> Exercise directions: Find and copy each line of the listing below that has the word "ridge" in it.

════════════════════

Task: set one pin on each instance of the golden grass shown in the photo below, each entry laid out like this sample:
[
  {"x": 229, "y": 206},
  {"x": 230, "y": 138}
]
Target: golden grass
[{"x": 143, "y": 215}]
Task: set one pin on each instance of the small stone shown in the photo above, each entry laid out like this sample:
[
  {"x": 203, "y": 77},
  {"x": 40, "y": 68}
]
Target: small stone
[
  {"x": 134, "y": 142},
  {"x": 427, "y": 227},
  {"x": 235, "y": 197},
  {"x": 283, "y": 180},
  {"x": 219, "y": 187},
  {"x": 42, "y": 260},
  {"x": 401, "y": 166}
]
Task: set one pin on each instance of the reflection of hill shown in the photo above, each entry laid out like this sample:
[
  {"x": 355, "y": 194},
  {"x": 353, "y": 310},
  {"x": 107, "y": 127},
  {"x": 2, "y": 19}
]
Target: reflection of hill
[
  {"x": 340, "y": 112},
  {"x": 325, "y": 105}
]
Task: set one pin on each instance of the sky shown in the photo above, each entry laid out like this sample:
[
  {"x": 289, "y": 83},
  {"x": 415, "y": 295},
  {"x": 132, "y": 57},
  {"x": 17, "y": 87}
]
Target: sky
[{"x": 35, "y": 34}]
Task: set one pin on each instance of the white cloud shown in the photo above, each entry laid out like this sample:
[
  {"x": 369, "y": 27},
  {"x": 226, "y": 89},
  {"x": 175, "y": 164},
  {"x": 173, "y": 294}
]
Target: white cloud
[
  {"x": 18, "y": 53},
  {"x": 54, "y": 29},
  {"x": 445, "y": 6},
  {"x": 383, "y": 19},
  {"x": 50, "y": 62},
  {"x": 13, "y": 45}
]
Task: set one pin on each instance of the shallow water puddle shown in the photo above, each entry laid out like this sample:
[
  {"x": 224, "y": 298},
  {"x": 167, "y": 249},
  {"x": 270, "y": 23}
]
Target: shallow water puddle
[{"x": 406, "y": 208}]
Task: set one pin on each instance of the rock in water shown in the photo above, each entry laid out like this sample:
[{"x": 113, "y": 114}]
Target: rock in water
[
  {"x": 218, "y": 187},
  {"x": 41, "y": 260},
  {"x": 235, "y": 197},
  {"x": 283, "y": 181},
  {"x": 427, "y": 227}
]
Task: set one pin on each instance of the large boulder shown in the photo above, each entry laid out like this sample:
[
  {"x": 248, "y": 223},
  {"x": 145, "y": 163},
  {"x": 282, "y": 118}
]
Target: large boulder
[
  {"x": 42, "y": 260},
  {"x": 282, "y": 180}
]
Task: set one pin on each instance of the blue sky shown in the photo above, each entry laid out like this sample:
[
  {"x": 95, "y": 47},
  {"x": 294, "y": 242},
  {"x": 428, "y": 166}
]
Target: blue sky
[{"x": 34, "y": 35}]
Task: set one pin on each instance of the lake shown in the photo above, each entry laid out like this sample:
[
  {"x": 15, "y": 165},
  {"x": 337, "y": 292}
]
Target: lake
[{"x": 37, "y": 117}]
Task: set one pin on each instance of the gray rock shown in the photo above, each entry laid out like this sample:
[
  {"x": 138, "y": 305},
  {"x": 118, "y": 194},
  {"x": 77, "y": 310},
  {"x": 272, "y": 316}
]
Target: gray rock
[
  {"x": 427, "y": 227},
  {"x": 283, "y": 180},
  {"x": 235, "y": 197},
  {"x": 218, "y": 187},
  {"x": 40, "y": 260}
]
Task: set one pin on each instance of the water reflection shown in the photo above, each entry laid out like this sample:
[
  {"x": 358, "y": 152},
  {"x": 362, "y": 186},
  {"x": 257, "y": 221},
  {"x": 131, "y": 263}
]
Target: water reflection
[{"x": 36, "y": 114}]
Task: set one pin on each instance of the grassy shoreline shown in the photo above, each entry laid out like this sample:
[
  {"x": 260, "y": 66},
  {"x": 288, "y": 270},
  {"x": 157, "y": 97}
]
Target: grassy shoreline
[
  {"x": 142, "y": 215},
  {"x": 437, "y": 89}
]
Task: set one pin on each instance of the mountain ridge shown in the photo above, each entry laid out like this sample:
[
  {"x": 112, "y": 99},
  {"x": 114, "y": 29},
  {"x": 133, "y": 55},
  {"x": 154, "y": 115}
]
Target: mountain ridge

════════════════════

> Answer section:
Task: set one pin on each instance of the mountain ridge shown in the photo above, each entry laid out like this sample:
Target: mountain ridge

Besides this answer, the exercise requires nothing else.